■ **RECORDS FOR THIS TASK**
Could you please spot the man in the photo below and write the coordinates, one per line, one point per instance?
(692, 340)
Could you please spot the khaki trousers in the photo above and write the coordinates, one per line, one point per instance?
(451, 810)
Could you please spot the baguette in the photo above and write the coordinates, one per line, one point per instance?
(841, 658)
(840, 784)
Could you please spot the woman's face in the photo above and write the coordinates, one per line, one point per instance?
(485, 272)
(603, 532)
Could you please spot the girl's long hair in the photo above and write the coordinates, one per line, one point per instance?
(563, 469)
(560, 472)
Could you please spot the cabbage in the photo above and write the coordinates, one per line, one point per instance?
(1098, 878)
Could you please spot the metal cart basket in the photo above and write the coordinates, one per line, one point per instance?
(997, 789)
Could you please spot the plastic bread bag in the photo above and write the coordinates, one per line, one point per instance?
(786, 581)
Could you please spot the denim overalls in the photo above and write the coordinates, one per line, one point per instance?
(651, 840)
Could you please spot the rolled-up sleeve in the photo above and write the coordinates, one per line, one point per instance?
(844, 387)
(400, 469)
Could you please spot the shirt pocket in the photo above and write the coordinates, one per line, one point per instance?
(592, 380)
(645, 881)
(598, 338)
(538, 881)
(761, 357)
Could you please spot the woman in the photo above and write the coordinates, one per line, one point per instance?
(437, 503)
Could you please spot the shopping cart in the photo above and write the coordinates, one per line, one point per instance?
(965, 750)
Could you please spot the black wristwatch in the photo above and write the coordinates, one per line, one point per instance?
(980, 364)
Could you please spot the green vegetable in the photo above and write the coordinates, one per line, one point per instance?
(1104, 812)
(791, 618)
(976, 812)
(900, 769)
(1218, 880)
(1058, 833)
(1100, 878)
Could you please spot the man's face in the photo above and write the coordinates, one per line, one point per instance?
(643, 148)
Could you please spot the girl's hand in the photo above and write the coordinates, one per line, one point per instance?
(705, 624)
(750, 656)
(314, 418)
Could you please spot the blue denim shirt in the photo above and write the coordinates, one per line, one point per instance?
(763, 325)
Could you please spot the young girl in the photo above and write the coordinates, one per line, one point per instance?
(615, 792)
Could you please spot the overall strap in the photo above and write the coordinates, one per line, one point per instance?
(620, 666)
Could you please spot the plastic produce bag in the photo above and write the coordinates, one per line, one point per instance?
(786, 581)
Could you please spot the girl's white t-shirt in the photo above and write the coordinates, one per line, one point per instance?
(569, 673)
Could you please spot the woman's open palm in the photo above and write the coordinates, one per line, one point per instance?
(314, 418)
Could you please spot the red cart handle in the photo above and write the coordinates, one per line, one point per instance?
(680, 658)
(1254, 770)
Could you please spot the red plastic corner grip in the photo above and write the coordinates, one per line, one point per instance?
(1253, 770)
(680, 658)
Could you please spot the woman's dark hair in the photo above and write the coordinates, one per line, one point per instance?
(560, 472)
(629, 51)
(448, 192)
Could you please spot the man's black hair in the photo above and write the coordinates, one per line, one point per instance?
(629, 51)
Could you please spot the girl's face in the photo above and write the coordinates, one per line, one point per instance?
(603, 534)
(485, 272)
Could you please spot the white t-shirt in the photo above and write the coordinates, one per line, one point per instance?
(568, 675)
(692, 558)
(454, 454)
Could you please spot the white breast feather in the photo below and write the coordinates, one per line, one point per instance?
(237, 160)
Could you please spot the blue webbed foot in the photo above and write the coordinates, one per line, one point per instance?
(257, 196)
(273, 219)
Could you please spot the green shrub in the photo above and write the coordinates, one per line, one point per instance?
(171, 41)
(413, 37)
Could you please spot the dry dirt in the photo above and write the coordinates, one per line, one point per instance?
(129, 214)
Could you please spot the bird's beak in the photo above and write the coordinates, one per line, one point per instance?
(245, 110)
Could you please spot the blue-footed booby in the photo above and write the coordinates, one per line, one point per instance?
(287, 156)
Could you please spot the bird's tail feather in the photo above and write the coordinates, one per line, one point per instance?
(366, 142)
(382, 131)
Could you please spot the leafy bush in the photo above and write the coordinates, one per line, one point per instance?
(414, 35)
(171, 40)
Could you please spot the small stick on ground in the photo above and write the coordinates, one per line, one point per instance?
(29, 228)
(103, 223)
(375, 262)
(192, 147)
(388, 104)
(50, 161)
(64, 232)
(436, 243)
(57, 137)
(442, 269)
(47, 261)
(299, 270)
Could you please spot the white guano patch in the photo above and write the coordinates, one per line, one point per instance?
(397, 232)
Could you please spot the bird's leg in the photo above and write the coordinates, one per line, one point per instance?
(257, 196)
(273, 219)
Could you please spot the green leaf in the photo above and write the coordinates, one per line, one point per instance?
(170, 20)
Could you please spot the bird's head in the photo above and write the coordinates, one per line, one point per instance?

■ **WRITTEN EXERCISE**
Could you change every "write the coordinates" in the records above to "list the coordinates", keeping everything else the same, and give all the records again?

■ **EXERCISE RESULT**
Could you please spot the man in the photo below and list the coordinates, one per line, one point per instance?
(692, 340)
Could you please spot the khaki trousers in the photo above and list the coordinates, one per line, one point per instance?
(451, 810)
Could you please spot the baguette in the photo above and list the coordinates, one per line, one point per instance?
(841, 658)
(840, 784)
Could you please spot the woman's face in the photo above and list the coordinates, one per line, one point per instance?
(485, 272)
(603, 532)
Could you please spot the girl's long hair in the photo above and list the coordinates, one per line, one point per instance?
(563, 469)
(560, 472)
Could you please spot the cabbage in the photo above and list the coordinates, one per line, one point per instance?
(1098, 878)
Could you please spot the metal cart basket in the photo above and list the coordinates, one per line, one point per instance?
(997, 789)
Could you please spot the plastic bread bag in the photo above and list the coordinates, one per line, one point per instance?
(786, 581)
Could you please spot the denim overalls in the photo above and list the coordinates, one per line, one point per instance?
(651, 840)
Could you please spot the rolled-up sleeve in the photo above and list the coordinates, one per line, one point per instance?
(844, 387)
(400, 469)
Could you please spot the shirt pocket in the photo above and list the coordinates, one per line, one point per instance?
(592, 380)
(645, 881)
(598, 338)
(538, 881)
(761, 357)
Could you please spot the woman in the photo above and list the coordinates, one per line, one point per instance?
(437, 503)
Could you please spot the shopping cart in the photo above and list the coordinates, one per line, one point per instance?
(965, 750)
Could you please spot the black wristwatch in the photo above and list the coordinates, one per line, one point per instance?
(980, 364)
Could you please spot the green vegetable in the photo above and list the coordinates, one per line, one point per instance?
(1104, 812)
(791, 618)
(976, 812)
(900, 769)
(1218, 880)
(1058, 833)
(1100, 878)
Could you please spot the man's face in the photo above and list the coordinates, one per line, one point per instance?
(643, 148)
Could you please spot the girl's hand in the photo above and list the coordinates, one per line, one point per instance?
(705, 624)
(750, 656)
(314, 418)
Could you please spot the blue denim shirt in the photo above and list the coordinates, one per line, one point per instance?
(763, 325)
Could you please spot the young girl in the photo above and list the coordinates, one per line, one point per instance?
(615, 792)
Could you please spot the overall strap in the photo above and list the coordinates, one per line, one point per instance?
(620, 666)
Could you please spot the plastic produce bag in the photo above and list the coordinates, one per line, one point per instance?
(786, 581)
Could you please spot the girl's white t-shirt in the photo above and list the coordinates, one per line, one point per instance?
(569, 673)
Could you please spot the woman's open palm in the photo above and list the coordinates, one per line, one point per instance?
(314, 418)
Could you please spot the red cart handle in the photo above and list the coordinates, one per line, one point per instance?
(680, 658)
(1254, 770)
Could you please spot the red plastic corner grip in the photo above and list the coordinates, one per line, one point per instance?
(1253, 770)
(680, 658)
Could you please spot the woman's dark hair in the photo above and list the coordinates, one per line, one point per instance?
(560, 472)
(629, 51)
(448, 192)
Could you please spot the man's black hair in the photo above and list the coordinates, one per line, one point per instance?
(629, 51)
Could you please spot the girl's face in the photo above and list the coordinates, one per line, one point per instance?
(603, 534)
(485, 272)
Could you please spot the white t-shirt in the photo above and list the coordinates, one per line, one point per instance?
(568, 675)
(692, 558)
(454, 454)
Could you please spot the white breast feather in the photo below and list the coordinates, one per line, one point per instance?
(237, 160)
Could you please spot the blue webbed foot in the photo above and list the coordinates, one per line, one point per instance?
(257, 196)
(273, 219)
Could you please spot the green shrub in the photo above and list the coordinates, one per line, one point per instance?
(171, 41)
(413, 37)
Could you please spot the dry dirt in the photo above and list the coordinates, one per line, one point per instance?
(129, 214)
Could you please spot the bird's beak in the photo above and list the coordinates, one per line, one point per instance?
(245, 110)
Could you please spot the blue-footed booby in the photo above and list the coordinates, one per line, one point per instance?
(287, 156)
Could you please spot the bird's tail feather in the photo above and list the coordinates, one per line, one point per instance?
(366, 142)
(382, 131)
Could you please spot the leafy bush in the photo above and list the coordinates, one per line, one point per instance?
(414, 35)
(171, 40)
Could you please spot the small stick on ground in the photo above and list the coordinates, one per line, one point per instance?
(29, 228)
(103, 223)
(375, 262)
(192, 147)
(388, 104)
(50, 161)
(64, 232)
(436, 243)
(57, 137)
(442, 269)
(47, 261)
(299, 270)
Could you please spot the white guano patch in the photo above and list the coordinates, one per line, one point per instance?
(397, 232)
Could you please spot the bird's leg in the photo above and list the coordinates, one per line, one point per instance?
(257, 196)
(273, 219)
Could you please spot the green leaf in the photo above and list the coordinates, one per line, one point per instance?
(170, 20)
Could you please spot the bird's head in the photo above and list the coordinates, one per line, one point per instance?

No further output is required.